### EXCERPT TO READ

1. Internal motivation: What is it about _______ that gets you excited? Whether it is losing weight, adhering to medication or changing eating habits, it is important to identify your driving factor for the change to be lasting and effective. Advice or recommendations from family members, physicians or friends usually comes from a place of love and concern, but is often not enough to make you want to engage in a behavior. When attempting to change something for health, it is critical to spend time identifying the factors that internally excite you for embracing the change. For example, if you want to lose weight and start exercising, but hate going to the gym, buying a membership is not going to motivate you to change. If you enjoy being outdoors, incorporating walks into your routine is a likely way to increase internal motivation and behavior adaptation. Spend time reflecting on your goals and find out what makes you want to achieve them. Write these down and keep them visible to help you along your journey to health and happiness.

2. Situational analysis: Nothing is ever as bad as it seems. As mentioned earlier, it is easy to get caught up in the “all-or-nothing” mindset. When our intentions and plans fall off track, it is a slippery slope operating in this frame of mind. In reality, the horrible day of fast-food consumption or week of no workouts is NOT as bad as it seems. Oftentimes, it is easy to say, “I will start (fill in the blank) on Monday” because of a relapse in progress. But why give up on an entire day, week or month because of a slip up? Instead, take the next meal, the next walk or the next hour as a chance to regain focus and embrace your health. Channel your internal motivation and get back on the wagon. Remind yourself, it is not has bad as it seems!

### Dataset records
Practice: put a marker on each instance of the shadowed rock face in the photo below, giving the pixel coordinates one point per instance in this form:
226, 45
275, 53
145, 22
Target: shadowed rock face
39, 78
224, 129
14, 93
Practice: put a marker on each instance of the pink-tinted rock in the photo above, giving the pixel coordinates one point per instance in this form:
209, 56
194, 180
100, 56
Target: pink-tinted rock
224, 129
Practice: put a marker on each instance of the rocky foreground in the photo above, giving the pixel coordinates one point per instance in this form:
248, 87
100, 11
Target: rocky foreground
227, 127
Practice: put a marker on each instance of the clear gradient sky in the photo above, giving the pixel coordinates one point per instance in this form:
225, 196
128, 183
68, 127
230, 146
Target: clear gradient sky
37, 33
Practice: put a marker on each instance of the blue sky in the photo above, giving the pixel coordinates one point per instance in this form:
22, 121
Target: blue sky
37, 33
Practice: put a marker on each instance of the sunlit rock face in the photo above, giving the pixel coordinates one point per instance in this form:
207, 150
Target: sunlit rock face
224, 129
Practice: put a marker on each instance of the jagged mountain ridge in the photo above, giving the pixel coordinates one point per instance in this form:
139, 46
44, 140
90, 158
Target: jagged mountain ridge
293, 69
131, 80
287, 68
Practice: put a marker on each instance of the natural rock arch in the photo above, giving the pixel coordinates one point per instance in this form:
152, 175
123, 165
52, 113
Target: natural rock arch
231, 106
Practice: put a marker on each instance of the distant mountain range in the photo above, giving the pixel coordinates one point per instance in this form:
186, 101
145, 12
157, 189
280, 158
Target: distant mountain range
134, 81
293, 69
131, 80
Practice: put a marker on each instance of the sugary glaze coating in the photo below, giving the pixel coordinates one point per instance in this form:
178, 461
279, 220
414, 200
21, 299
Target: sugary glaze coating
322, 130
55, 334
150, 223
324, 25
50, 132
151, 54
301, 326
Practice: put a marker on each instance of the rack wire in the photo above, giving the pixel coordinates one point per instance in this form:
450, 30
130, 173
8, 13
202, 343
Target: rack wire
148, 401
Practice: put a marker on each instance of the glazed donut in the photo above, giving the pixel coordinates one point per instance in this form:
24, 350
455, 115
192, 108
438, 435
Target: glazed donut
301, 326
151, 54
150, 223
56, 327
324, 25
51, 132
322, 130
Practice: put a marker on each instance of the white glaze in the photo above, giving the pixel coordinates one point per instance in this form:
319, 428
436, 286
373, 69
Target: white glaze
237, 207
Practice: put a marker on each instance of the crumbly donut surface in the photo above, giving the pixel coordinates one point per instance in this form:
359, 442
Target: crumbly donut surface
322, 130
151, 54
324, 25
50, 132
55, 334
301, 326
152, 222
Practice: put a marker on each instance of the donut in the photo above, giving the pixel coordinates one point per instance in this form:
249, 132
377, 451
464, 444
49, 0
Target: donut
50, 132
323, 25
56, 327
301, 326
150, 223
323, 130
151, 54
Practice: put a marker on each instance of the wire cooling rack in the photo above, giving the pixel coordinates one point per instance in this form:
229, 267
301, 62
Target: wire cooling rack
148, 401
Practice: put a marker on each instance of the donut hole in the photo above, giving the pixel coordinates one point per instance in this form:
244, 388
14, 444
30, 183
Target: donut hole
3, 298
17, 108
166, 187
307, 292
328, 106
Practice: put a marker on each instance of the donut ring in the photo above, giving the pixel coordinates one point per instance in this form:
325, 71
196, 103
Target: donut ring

### DIRECTIONS FOR THIS TASK
Set down, word for word, the part of the passage on changing health habits that opens with the words containing "2. Situational analysis: Nothing" and closes with "as it seems!". The data come from a source separate from the passage on changing health habits.

### SOLUTION FOR THIS EXERCISE
2. Situational analysis: Nothing is ever as bad as it seems. As mentioned earlier, it is easy to get caught up in the “all-or-nothing” mindset. When our intentions and plans fall off track, it is a slippery slope operating in this frame of mind. In reality, the horrible day of fast-food consumption or week of no workouts is NOT as bad as it seems. Oftentimes, it is easy to say, “I will start (fill in the blank) on Monday” because of a relapse in progress. But why give up on an entire day, week or month because of a slip up? Instead, take the next meal, the next walk or the next hour as a chance to regain focus and embrace your health. Channel your internal motivation and get back on the wagon. Remind yourself, it is not has bad as it seems!